This image Credited by - https://www.biography.com/business-figure/walt-disney
Walt Disney

It would be appropriate to say that the creator of Disneyland was one of the most dreamy characters that history has ever recorded. Without the fertile imagination that so gripped this gangly man with this country-boy figure lost in deep thought, We would, today, perhaps still be foreigners to this concept of a sprawling amusement park that attracts millions of tourists from all over the world. The Disneyland at Orlando in the United States is the fruit of this creative genius’ persistent effort to realise an idea once it gripped his imagination. The very concept of an amusement park was thought of as presposterous and a definite failure by all those who heard about it. But it was solety by conviction and hard work that Walt Disney earned a place in the hearts of people across the globe.

* [DATASET ENTRIES]
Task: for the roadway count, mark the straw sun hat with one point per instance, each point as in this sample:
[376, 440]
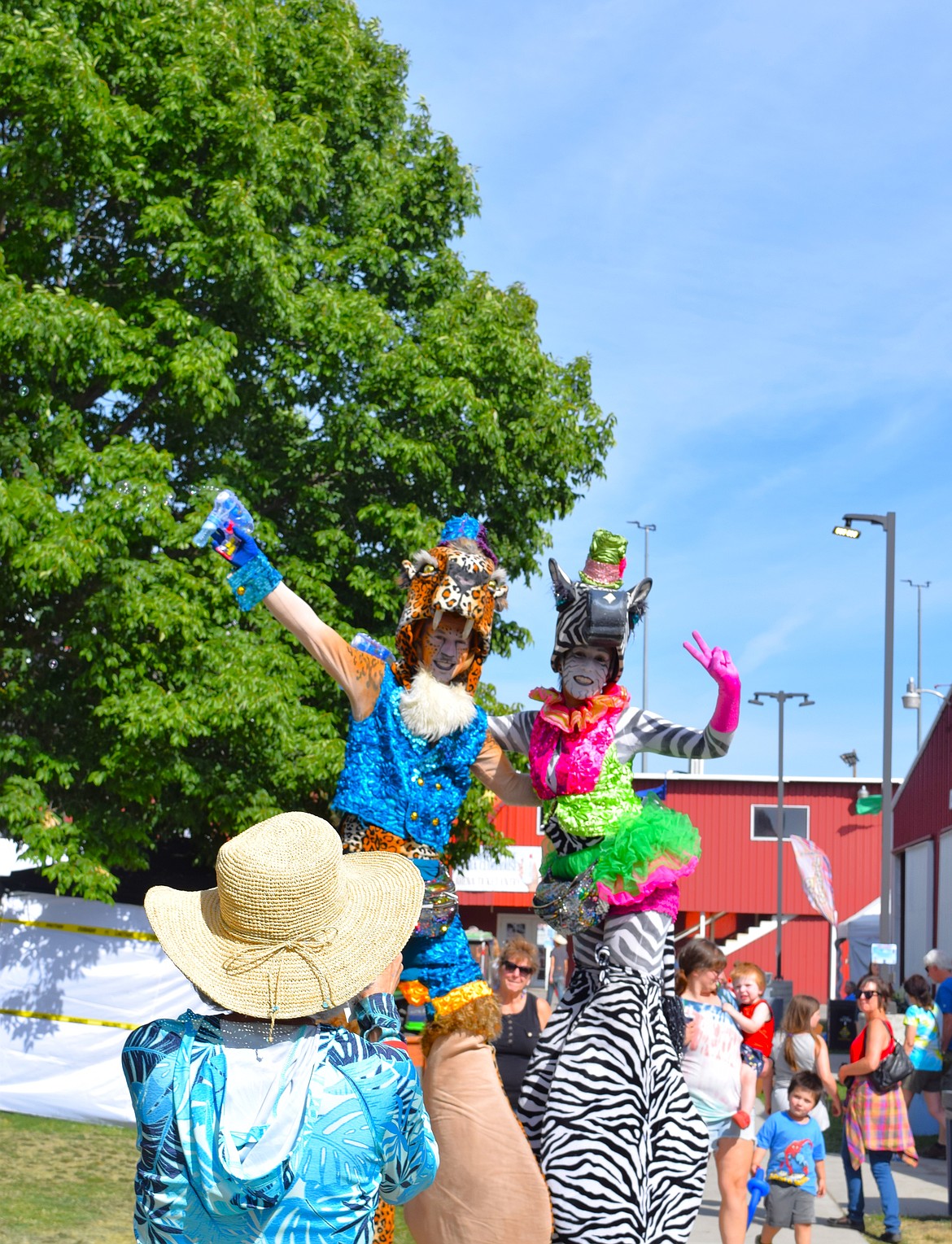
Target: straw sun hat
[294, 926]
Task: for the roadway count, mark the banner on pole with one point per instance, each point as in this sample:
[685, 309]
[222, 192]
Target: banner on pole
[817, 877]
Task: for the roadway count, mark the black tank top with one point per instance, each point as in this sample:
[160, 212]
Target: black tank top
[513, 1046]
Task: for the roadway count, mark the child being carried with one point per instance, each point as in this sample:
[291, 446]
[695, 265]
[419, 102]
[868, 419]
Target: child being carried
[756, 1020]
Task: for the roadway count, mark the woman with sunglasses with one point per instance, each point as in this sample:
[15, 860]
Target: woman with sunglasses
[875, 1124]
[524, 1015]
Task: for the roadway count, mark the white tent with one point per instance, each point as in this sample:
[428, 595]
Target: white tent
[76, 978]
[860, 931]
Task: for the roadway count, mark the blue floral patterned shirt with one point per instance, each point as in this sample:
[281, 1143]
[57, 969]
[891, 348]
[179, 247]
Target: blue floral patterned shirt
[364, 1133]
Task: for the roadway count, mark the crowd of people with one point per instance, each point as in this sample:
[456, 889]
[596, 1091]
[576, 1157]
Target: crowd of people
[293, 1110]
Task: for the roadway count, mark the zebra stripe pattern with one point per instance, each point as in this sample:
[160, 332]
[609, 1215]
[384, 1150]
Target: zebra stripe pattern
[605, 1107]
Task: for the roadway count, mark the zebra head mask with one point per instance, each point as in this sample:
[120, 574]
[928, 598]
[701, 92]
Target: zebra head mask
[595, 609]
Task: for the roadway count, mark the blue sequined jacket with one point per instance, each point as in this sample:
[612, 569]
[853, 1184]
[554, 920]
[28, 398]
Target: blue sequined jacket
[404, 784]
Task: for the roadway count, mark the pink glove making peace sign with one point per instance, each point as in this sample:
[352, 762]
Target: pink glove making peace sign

* [REQUIREMENT 1]
Repeat verbatim the part of the Walt Disney passage that opens with the words containing "This image Credited" and closes with "across the globe.".
* [REQUIREMENT 2]
According to the Walt Disney passage, what earned Walt Disney a place in the hearts of people across the globe?

* [RESULT 1]
This image Credited by - https://www.biography.com/business-figure/walt-disney
Walt Disney

It would be appropriate to say that the creator of Disneyland was one of the most dreamy characters that history has ever recorded. Without the fertile imagination that so gripped this gangly man with this country-boy figure lost in deep thought, We would, today, perhaps still be foreigners to this concept of a sprawling amusement park that attracts millions of tourists from all over the world. The Disneyland at Orlando in the United States is the fruit of this creative genius’ persistent effort to realise an idea once it gripped his imagination. The very concept of an amusement park was thought of as presposterous and a definite failure by all those who heard about it. But it was solety by conviction and hard work that Walt Disney earned a place in the hearts of people across the globe.

* [RESULT 2]
Conviction and hard work.